This makes doing proper version control of notebooks almost impossible - merging two notebooks that have diverged is possible, but it’s dicey.

Moving source code out of notebooks allows multiple notebooks to all import the same function. Reuse of code is a basic lesson from software engineering that all data scientists should learn. Duplication of code is inefficient at the best of times, dangerous at the worst.

Moving source code out of notebooks is not refactoring - refactoring is the process of restructuring code, without changing behaviour. This process of restructuring code is iterative - production code is likely to have gone through multiple refactors before it’s used in the wild.

How many iterations of refactoring your source code should go through depends on the project - work spent refactoring research code that is thrown away may not be a good use of time.

We would expect the following steps to be taken in most projects:

start out developing code inside notebooks,
then move source code into Python scripts,
finally one iteration of refactoring to improve code quality.

Clean

Computer programs often generate hidden files when they run. These files can be used as caches to speed up programs (such as Python’s .pyc files) or used to backup the state of a program (such as Jupyter’s .ipynb_checkpoint). .pyc files can be particularly dangerous - they can store information you do not want to share with the world, such as AWS credentials.

▶ [Goal of the exercise]
Answer these questions from the text on notebooks and source code:
1. How does the text define refactoring?
2. What is the last of the steps the text expects in most projects?
3. What example does the text give of information that .pyc files can store?

Position identification records:
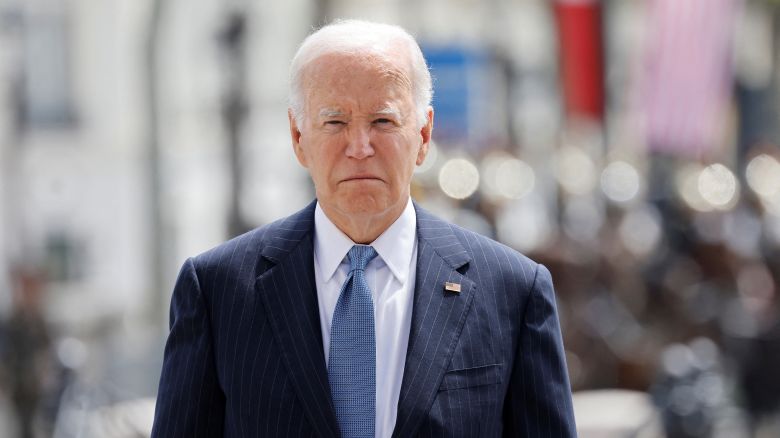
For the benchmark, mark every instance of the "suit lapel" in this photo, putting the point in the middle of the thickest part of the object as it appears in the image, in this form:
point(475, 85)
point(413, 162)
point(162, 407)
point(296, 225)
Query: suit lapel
point(288, 291)
point(437, 319)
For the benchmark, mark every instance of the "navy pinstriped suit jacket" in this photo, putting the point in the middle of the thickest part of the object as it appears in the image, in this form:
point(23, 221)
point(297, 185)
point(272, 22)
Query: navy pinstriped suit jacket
point(244, 357)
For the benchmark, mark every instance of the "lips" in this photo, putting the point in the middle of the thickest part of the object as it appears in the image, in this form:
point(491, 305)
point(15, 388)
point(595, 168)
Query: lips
point(361, 177)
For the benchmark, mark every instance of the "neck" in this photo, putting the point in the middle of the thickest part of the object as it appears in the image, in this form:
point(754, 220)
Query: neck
point(363, 228)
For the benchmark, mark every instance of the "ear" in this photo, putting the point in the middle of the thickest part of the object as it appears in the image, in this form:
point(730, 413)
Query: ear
point(425, 133)
point(295, 135)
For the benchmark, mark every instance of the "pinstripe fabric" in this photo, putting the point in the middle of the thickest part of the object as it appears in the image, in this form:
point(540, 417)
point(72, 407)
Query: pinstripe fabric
point(244, 357)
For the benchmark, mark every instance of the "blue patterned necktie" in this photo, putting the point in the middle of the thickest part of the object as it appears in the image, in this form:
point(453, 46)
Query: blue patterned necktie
point(352, 354)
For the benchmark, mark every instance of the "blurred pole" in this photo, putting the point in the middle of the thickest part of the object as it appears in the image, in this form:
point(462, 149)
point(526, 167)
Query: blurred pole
point(321, 12)
point(234, 110)
point(157, 311)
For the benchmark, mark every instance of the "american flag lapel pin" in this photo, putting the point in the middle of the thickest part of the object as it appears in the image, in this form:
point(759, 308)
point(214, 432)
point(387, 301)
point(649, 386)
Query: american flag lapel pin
point(452, 287)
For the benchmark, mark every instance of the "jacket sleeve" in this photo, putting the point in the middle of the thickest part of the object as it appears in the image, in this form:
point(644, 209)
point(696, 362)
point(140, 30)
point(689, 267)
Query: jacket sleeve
point(190, 402)
point(538, 402)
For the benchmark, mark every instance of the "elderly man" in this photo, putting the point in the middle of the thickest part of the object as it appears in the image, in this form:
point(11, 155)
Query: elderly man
point(362, 315)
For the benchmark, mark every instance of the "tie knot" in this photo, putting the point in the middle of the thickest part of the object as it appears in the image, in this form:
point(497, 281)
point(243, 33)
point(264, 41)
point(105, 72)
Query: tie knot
point(359, 256)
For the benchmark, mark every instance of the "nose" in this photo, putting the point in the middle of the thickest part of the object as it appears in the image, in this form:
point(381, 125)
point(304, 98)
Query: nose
point(359, 146)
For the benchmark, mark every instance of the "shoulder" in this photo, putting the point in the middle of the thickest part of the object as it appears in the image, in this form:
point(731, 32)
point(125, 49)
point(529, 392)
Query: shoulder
point(248, 247)
point(487, 256)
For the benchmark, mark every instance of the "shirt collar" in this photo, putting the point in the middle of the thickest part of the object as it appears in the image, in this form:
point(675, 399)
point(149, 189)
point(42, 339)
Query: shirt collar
point(395, 245)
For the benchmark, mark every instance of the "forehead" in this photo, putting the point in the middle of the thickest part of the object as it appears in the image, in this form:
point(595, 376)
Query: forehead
point(339, 79)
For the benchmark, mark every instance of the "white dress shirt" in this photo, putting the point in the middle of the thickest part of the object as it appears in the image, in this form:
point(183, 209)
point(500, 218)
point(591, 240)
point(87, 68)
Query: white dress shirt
point(391, 277)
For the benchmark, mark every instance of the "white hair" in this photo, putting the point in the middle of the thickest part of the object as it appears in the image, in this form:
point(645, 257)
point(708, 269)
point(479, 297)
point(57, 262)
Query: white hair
point(357, 36)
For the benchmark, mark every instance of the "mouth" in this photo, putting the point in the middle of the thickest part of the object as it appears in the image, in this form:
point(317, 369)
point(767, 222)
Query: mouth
point(361, 177)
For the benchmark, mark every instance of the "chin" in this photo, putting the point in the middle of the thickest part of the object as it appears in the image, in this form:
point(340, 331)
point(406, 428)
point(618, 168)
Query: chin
point(364, 204)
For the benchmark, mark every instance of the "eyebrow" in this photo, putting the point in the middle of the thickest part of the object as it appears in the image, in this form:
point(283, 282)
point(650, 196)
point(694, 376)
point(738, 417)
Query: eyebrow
point(330, 112)
point(389, 112)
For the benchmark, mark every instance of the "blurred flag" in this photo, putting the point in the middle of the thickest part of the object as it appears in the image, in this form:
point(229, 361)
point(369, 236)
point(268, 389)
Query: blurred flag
point(580, 40)
point(686, 83)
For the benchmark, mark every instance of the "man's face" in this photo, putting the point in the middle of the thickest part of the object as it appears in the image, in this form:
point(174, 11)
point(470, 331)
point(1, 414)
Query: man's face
point(360, 138)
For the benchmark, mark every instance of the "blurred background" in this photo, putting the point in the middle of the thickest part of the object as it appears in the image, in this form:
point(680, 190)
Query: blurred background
point(629, 145)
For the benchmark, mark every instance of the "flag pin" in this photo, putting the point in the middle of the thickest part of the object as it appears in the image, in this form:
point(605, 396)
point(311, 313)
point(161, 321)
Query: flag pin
point(452, 287)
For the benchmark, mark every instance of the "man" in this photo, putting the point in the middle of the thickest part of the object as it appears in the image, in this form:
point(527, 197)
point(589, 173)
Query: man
point(363, 314)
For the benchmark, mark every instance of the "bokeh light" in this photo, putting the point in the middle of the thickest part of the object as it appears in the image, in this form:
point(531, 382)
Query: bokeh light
point(575, 170)
point(718, 186)
point(620, 181)
point(763, 175)
point(459, 178)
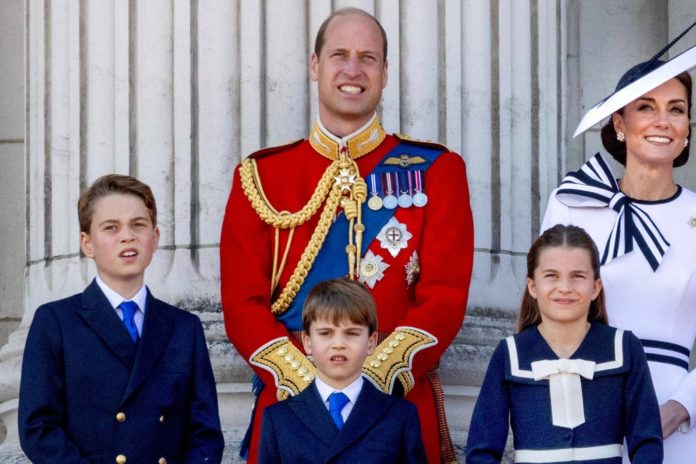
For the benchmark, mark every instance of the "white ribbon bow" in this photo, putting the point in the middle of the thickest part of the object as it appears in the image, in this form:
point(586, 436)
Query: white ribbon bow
point(565, 388)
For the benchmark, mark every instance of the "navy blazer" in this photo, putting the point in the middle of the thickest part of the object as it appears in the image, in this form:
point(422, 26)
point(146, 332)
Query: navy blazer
point(89, 394)
point(380, 429)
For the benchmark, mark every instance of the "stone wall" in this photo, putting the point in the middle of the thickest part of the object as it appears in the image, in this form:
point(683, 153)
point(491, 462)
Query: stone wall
point(177, 92)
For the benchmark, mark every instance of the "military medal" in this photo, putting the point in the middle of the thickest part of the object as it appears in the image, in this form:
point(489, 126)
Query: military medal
point(390, 201)
point(394, 237)
point(372, 269)
point(405, 199)
point(375, 201)
point(412, 269)
point(420, 199)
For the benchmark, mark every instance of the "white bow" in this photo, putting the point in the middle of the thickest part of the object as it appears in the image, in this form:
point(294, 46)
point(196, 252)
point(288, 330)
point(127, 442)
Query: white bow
point(565, 388)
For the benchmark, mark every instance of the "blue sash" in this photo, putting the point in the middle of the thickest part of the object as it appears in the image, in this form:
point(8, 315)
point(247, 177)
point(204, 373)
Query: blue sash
point(332, 260)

▶ [Output of the exercise]
1. Refactoring is the process of restructuring code without changing its behavior.
2. One iteration of refactoring to improve code quality.
3. AWS credentials.